#### [Direction]
Locate every line in the entries below that contains the word "leaf", and copy each of those lines.

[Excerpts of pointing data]
* Begin *
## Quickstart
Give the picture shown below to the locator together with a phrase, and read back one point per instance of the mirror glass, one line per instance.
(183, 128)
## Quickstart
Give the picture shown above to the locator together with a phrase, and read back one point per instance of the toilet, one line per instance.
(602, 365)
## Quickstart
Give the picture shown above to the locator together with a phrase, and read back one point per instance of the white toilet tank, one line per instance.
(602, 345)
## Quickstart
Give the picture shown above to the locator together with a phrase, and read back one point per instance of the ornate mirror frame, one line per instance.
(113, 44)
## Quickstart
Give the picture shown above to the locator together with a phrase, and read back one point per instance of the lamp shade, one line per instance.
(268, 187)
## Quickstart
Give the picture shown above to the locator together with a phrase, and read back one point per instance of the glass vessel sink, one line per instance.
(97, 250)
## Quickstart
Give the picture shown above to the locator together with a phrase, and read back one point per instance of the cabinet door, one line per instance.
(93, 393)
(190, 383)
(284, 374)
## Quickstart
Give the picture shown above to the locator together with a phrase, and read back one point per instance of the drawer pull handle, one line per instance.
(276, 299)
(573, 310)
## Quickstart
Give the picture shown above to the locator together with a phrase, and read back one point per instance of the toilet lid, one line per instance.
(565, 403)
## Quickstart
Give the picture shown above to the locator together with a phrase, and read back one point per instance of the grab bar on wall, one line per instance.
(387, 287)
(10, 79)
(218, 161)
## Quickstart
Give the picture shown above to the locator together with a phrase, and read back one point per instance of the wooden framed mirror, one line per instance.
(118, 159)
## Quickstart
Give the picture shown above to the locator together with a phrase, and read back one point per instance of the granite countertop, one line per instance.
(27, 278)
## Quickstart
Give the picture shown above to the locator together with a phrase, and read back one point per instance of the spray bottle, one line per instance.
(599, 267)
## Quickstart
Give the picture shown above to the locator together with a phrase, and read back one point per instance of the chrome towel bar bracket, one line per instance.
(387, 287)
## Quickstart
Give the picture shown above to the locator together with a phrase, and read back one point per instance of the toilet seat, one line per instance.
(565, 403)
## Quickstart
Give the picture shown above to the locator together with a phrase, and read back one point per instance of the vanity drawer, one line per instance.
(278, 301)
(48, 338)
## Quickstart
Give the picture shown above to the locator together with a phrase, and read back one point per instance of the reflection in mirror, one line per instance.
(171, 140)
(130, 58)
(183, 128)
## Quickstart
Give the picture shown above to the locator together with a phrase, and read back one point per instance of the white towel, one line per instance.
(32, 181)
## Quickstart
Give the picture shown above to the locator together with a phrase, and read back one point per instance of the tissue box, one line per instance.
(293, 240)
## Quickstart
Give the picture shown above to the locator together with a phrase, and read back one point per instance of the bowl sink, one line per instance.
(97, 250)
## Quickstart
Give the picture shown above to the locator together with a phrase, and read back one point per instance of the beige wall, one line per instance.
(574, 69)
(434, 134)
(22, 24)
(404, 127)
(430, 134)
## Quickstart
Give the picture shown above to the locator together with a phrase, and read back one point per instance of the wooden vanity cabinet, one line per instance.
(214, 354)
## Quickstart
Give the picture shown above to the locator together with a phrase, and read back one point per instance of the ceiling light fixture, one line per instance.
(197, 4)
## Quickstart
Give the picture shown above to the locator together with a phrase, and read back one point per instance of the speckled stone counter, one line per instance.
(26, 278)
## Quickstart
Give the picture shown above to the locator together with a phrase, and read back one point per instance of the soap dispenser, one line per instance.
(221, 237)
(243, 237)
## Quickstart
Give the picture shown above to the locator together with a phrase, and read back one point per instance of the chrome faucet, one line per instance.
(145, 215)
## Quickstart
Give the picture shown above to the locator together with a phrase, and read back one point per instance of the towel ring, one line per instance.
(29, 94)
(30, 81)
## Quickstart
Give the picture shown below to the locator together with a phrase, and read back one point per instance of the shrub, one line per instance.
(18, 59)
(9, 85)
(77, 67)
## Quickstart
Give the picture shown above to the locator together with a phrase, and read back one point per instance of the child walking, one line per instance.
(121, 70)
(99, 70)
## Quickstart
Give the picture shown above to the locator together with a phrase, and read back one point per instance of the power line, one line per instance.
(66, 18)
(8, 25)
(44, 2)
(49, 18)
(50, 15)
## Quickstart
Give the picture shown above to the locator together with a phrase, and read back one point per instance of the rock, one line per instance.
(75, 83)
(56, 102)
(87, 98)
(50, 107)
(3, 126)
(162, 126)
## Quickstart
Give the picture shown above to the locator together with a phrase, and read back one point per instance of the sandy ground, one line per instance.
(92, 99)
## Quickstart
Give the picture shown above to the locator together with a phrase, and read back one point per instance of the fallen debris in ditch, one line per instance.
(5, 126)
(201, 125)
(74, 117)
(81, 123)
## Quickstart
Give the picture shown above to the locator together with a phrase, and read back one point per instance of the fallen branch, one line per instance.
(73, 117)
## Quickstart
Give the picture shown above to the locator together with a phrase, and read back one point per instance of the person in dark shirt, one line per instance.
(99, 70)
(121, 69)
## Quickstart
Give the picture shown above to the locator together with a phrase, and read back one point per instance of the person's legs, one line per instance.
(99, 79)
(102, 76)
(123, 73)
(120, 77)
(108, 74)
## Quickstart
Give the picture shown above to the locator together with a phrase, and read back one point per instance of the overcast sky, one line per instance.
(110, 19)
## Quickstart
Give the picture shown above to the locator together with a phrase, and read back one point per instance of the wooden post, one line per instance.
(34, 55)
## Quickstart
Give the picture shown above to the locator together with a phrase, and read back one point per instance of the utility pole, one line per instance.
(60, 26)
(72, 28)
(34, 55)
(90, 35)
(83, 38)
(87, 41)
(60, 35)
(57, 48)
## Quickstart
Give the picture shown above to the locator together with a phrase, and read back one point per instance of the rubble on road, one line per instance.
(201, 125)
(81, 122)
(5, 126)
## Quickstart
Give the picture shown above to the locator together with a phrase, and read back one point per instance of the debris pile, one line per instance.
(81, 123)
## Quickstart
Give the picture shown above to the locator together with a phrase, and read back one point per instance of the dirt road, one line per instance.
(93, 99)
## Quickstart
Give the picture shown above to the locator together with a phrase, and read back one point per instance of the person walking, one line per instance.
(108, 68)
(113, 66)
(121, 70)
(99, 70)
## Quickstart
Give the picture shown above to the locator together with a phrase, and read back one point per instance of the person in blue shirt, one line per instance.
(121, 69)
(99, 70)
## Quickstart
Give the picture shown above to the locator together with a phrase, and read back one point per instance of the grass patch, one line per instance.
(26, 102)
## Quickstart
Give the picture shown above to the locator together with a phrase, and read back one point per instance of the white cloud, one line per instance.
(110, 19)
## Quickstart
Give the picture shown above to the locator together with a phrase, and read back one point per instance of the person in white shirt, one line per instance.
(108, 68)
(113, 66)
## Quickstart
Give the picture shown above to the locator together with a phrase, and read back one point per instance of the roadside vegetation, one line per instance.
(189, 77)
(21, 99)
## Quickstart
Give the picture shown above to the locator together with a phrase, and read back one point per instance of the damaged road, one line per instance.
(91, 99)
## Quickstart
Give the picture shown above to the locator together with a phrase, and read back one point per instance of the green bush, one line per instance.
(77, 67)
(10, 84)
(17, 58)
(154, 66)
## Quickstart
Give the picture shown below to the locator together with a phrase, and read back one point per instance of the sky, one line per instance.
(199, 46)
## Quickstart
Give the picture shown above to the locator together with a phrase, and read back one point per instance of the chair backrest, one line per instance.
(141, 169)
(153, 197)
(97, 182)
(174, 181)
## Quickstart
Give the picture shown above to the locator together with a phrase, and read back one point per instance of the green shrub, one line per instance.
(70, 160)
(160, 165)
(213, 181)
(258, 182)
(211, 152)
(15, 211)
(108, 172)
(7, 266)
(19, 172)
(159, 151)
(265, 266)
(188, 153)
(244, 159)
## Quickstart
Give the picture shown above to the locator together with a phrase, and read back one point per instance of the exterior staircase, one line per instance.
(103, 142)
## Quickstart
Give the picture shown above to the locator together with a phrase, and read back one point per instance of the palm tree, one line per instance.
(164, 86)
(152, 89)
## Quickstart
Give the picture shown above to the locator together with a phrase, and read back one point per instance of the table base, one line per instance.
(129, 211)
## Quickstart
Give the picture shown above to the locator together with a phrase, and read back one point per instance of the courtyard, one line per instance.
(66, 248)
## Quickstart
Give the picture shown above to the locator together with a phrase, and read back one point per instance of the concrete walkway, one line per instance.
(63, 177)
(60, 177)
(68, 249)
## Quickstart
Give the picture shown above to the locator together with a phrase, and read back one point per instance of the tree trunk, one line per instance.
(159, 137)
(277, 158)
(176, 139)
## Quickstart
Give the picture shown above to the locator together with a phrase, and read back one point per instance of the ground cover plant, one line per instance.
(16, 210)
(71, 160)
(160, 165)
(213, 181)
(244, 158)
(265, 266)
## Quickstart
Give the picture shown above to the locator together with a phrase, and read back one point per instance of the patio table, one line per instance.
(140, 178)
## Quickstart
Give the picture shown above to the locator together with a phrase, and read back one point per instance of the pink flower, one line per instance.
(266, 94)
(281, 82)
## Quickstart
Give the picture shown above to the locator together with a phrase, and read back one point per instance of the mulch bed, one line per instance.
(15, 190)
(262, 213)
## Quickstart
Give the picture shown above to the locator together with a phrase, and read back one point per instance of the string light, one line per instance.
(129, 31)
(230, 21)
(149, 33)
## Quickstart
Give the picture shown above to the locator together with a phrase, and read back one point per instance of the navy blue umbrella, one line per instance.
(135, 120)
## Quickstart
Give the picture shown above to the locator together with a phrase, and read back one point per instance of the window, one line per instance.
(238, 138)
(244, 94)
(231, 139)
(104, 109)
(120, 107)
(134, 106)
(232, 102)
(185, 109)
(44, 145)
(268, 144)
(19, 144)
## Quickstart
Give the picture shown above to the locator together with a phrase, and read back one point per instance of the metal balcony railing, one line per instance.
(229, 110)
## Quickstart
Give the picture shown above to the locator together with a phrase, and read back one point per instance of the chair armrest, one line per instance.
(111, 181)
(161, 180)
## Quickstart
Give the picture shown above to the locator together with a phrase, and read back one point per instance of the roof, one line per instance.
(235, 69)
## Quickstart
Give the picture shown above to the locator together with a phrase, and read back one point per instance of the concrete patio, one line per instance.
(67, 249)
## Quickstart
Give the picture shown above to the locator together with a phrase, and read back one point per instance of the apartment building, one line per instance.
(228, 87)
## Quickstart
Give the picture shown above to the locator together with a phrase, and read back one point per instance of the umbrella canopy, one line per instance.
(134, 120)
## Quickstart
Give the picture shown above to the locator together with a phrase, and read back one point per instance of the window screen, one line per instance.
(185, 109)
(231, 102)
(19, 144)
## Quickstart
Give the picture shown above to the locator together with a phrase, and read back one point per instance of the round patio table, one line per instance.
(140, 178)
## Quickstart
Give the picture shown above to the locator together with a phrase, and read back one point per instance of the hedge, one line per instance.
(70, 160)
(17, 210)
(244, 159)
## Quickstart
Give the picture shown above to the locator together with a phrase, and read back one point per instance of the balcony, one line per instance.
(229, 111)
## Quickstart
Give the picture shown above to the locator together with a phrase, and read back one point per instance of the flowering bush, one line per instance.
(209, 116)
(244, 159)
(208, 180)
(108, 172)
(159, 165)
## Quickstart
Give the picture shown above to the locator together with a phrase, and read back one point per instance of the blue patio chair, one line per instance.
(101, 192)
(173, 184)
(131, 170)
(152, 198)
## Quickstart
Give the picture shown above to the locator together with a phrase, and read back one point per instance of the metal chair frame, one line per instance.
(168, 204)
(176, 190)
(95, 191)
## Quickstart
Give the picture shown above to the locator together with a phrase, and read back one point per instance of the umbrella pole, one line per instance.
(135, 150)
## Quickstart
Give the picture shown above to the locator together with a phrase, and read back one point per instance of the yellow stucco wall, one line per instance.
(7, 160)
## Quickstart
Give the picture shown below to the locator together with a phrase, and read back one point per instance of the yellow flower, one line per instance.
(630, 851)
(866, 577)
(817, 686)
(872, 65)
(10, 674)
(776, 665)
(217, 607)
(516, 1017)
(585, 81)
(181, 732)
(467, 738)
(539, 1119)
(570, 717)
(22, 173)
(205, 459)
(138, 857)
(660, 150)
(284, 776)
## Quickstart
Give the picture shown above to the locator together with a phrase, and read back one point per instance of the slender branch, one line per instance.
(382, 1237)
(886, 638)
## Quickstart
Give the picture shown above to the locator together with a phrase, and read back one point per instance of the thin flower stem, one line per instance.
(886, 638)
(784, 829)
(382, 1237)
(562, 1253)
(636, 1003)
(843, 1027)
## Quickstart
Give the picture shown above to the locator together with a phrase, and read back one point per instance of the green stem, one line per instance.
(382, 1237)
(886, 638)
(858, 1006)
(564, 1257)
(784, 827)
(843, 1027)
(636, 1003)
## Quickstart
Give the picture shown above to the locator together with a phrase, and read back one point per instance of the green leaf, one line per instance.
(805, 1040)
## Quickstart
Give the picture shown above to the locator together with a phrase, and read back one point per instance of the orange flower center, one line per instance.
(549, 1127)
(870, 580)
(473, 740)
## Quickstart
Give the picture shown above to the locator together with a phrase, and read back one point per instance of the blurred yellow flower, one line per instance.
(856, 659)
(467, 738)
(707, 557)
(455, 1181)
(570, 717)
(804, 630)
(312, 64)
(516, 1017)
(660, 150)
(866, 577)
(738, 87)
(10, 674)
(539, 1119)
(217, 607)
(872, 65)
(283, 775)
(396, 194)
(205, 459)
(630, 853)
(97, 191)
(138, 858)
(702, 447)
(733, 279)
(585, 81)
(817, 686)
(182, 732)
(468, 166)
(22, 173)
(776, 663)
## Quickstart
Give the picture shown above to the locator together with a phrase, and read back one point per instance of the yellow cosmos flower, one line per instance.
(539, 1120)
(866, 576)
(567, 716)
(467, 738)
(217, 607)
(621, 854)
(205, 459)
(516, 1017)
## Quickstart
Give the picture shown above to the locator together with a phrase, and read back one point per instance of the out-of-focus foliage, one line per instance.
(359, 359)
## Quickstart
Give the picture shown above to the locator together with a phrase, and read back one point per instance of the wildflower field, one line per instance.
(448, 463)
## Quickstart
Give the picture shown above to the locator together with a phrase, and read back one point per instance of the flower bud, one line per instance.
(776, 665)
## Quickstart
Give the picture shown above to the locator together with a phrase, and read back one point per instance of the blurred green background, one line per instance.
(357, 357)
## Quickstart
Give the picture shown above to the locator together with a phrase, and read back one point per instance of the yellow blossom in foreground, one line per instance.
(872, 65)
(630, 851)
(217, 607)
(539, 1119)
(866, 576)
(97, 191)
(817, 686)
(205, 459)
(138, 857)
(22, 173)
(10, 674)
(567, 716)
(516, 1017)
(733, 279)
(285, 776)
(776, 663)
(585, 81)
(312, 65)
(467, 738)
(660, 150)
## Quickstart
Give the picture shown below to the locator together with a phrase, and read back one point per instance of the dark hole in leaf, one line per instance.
* End *
#### [Response for this exercise]
Give the picture shown above to the locator together with a phrase, and read back one point per instance of the green leaf, one line per instance.
Give the picture shown below to the locator together with a phrase, and read back one point per instance of the dark hole in leaf, one line per instance.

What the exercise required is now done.